§ **Written request**: Please turn the records into a numbered list, starting at the line that has "Task: indicate the green icing on plate." and stopping after the last line of the records, and skip any blank lines. Leave the pictures out of your answer.

§ **Entries**:
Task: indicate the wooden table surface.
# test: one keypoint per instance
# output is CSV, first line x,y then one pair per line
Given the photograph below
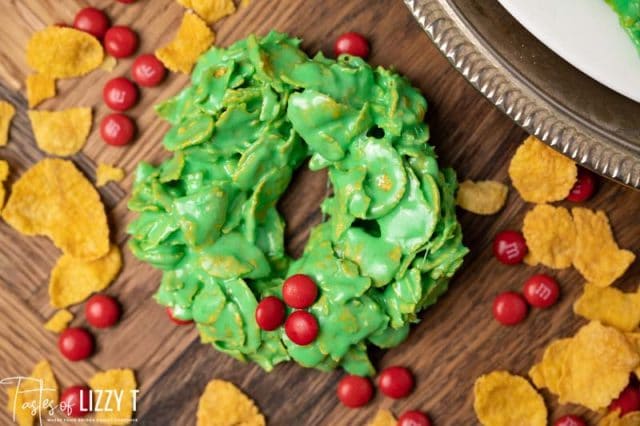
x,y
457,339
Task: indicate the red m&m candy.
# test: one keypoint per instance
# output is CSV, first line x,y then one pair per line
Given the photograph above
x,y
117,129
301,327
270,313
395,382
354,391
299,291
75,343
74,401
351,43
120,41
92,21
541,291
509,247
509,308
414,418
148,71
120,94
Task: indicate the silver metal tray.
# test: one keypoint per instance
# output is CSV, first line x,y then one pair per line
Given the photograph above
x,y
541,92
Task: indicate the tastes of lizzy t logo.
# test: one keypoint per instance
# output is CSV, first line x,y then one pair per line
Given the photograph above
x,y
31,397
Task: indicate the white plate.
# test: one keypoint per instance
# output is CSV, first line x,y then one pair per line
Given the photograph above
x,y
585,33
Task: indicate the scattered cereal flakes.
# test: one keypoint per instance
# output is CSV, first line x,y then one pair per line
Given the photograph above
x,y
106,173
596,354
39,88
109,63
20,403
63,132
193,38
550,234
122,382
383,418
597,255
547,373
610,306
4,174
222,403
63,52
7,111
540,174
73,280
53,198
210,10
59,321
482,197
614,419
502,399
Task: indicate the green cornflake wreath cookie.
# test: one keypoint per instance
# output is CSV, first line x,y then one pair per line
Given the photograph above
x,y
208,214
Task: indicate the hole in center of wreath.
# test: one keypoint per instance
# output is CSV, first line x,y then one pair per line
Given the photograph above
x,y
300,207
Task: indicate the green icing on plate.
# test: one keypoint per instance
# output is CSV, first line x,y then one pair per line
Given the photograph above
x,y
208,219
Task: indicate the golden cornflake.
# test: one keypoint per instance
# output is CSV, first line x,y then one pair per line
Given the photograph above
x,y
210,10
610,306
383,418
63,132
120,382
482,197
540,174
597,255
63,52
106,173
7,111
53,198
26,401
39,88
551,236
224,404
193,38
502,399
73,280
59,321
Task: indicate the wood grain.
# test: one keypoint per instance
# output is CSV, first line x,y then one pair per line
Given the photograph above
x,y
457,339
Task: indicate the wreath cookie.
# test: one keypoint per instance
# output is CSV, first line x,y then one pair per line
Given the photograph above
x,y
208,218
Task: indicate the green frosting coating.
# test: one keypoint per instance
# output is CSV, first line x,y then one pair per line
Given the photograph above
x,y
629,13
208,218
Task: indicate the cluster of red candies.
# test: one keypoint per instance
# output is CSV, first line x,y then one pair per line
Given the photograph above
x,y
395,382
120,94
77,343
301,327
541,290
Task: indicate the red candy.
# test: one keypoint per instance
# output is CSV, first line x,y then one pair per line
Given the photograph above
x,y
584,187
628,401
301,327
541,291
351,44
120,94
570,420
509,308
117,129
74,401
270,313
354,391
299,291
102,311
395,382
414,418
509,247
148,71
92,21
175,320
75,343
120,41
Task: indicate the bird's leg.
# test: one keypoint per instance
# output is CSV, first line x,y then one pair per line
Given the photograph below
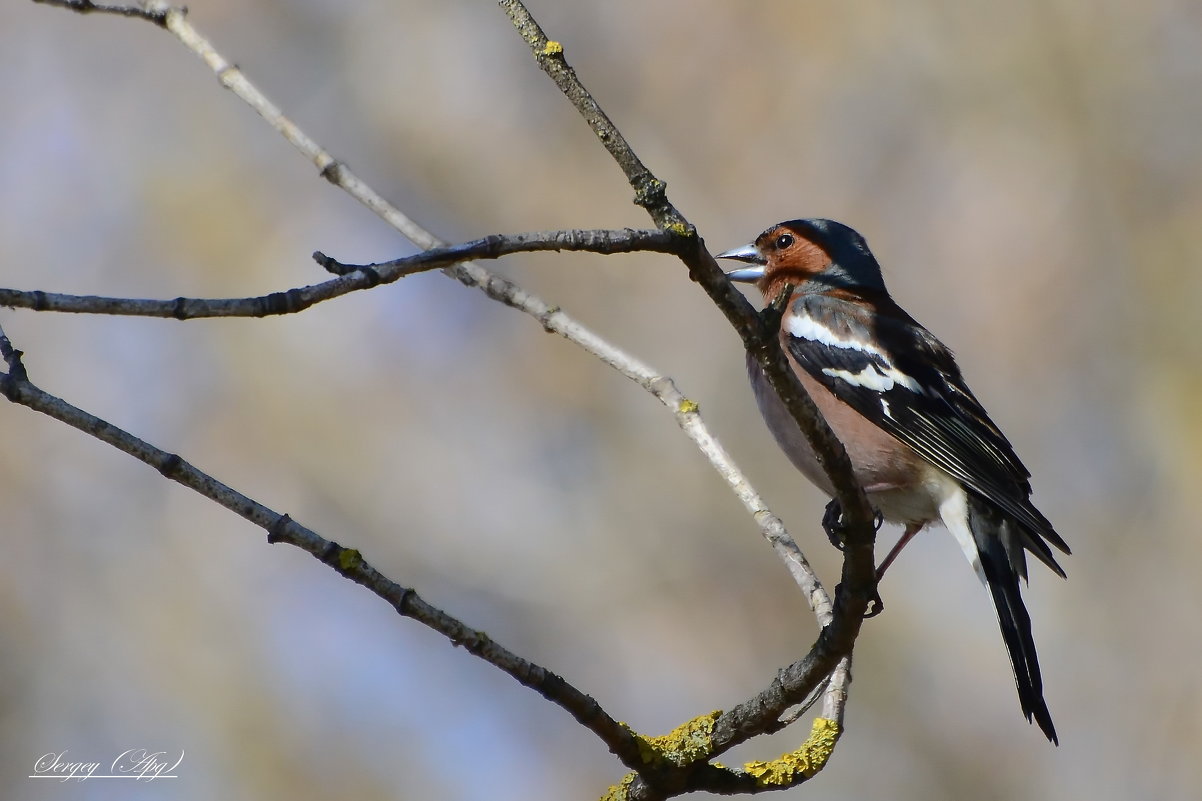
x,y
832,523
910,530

§ **Answer to this task**:
1. Task: indicate the green icing on plate.
2. # test: one keypoint per instance
3. # output is CSV, first line x,y then one pair per line
4. Given the photograph above
5. x,y
6. 208,219
7. Task: indicate the golden cornflake.
8. # test: one keypoint per instance
9. # output is CSV, first line x,y then one pair per line
10. Given the photograph above
11. x,y
12. 210,10
13. 610,306
14. 383,418
15. 63,132
16. 120,382
17. 482,197
18. 540,174
19. 597,255
20. 63,52
21. 106,173
22. 7,111
23. 53,198
24. 26,401
25. 39,88
26. 551,236
27. 224,404
28. 193,38
29. 502,399
30. 73,280
31. 59,321
32. Task: indicate the wood grain.
33. # test: one keypoint per instance
34. # output is CSV, first line x,y then one pair per line
35. Given the photograph above
36. x,y
37. 457,339
38. Task: indicate the wreath cookie.
39. # test: one keypoint per instance
40. # output is CSV, first line x,y then one pair per line
41. Given the photograph above
42. x,y
43. 208,218
44. Task: indicate the green frosting coating.
45. # test: one keypoint per instance
46. # output is CSV, first line x,y then one pair per line
47. Given the photograph above
48. x,y
49. 629,13
50. 208,218
51. Task: indicate the cluster of red candies.
52. # test: one keypoint per instance
53. # output is CSV, first line x,y then one pair per line
54. Given the photograph above
55. x,y
56. 395,382
57. 120,94
58. 77,343
59. 301,327
60. 541,290
61. Task: indicate the red candy.
62. # test: one keypoint per instance
63. # output is CSV, first line x,y then one pair per line
64. Given the photograph above
65. x,y
66. 584,187
67. 628,401
68. 301,327
69. 541,291
70. 351,44
71. 120,94
72. 570,420
73. 509,308
74. 117,129
75. 74,401
76. 270,313
77. 354,391
78. 299,291
79. 102,311
80. 395,382
81. 414,418
82. 509,247
83. 148,71
84. 92,21
85. 175,320
86. 75,343
87. 120,41
88. Task: indicate the bird's leg.
89. # test: one keypoint per instance
90. # output is CSV, first line x,y then one pair per line
91. Given the photograph below
92. x,y
93. 832,523
94. 910,530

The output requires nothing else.